_Task objective_
Copy exactly, and only, the lines that start at the line containing "trace --target=rhino shadow" and end at the last line of the material below.

_Available data_
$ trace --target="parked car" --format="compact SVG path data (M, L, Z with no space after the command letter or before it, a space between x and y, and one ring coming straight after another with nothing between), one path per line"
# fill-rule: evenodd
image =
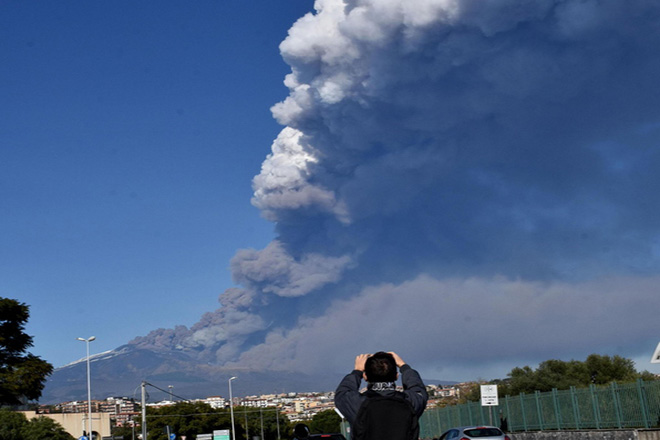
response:
M440 440L511 440L495 426L460 426L445 431Z

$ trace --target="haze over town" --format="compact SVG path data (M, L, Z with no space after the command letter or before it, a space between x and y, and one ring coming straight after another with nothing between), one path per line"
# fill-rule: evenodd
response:
M55 366L660 372L657 2L0 10L0 292Z

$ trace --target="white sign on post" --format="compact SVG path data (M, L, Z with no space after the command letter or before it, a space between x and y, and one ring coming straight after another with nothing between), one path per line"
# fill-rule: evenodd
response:
M497 385L481 385L481 406L497 406Z

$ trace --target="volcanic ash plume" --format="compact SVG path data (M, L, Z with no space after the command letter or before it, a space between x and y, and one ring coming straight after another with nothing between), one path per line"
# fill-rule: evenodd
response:
M660 3L315 9L280 46L285 128L253 182L277 238L236 253L241 287L177 345L328 371L374 349L458 371L466 347L639 348L660 309Z

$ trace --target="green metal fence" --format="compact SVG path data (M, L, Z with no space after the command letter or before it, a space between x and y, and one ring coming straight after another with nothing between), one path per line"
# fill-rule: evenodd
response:
M420 418L420 437L439 437L455 426L499 425L500 416L514 432L652 428L660 425L660 380L523 393L500 398L494 407L469 402L428 408Z

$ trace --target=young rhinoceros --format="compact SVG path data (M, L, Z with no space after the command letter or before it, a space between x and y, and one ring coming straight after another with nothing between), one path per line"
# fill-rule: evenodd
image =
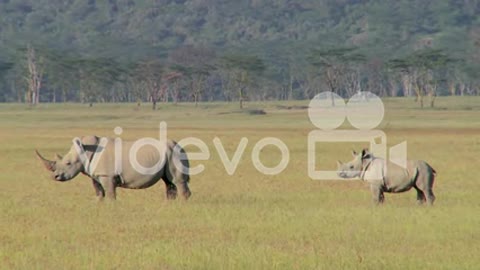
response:
M167 199L176 198L175 184L188 199L189 163L180 145L171 140L152 139L143 144L139 141L116 142L111 138L85 136L74 139L70 151L64 157L56 155L54 161L36 153L56 181L71 180L79 173L90 177L100 200L105 196L115 199L117 187L143 189L160 179L167 187Z
M415 188L417 202L425 201L432 205L433 182L436 171L423 160L408 160L406 168L374 157L367 149L357 154L353 151L353 160L348 163L338 161L338 176L342 178L360 177L370 183L370 190L375 204L383 203L384 192L400 193Z

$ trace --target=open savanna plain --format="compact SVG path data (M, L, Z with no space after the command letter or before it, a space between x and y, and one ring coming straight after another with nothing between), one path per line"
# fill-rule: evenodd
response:
M420 109L412 99L386 99L378 129L387 144L408 143L410 159L438 172L434 207L417 206L416 192L371 202L366 183L308 177L307 140L315 130L307 110L292 103L237 104L21 104L0 105L1 269L479 269L480 98L437 99ZM296 105L296 106L295 106ZM291 106L290 108L288 108ZM166 201L162 182L146 190L118 189L117 201L97 202L91 181L50 179L34 155L68 151L87 134L123 140L197 137L210 151L205 170L192 176L188 201ZM343 128L349 128L345 124ZM248 145L229 175L213 144L229 158L241 138ZM278 175L252 163L264 137L281 139L290 162ZM318 143L317 166L334 170L359 143ZM198 151L187 146L189 153ZM260 159L275 166L280 152Z

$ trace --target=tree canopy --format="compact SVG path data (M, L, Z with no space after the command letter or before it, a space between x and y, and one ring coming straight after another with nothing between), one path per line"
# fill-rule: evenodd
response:
M448 65L455 70L449 74L455 74L456 88L478 93L478 14L480 2L473 0L0 0L0 101L21 99L16 88L25 70L21 48L27 44L45 59L41 79L52 82L42 84L43 100L67 87L58 83L62 78L81 81L79 74L97 82L94 88L114 82L128 88L131 67L152 59L188 73L185 79L204 74L202 89L226 87L221 78L230 69L257 66L255 88L279 89L257 95L262 98L310 97L322 87L315 74L320 76L332 59L363 65L355 70L359 83L376 72L380 89L391 83L386 73L378 73L383 68L372 70L372 65L387 72L387 63L421 58L416 52L425 48L463 61ZM72 81L68 88L73 90L59 91L67 100L80 100L82 87ZM226 98L225 91L208 95Z

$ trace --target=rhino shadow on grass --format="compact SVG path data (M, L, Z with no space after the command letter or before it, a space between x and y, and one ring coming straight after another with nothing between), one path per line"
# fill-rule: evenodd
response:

_Answer to this exercise_
$ trace --target=rhino shadow on grass --format="compact SVG path data (M, L, Z with no space after the command letter or before it, a space between x and y, and one ring coming straight after another with nothing between), one path per line"
# fill-rule: evenodd
response:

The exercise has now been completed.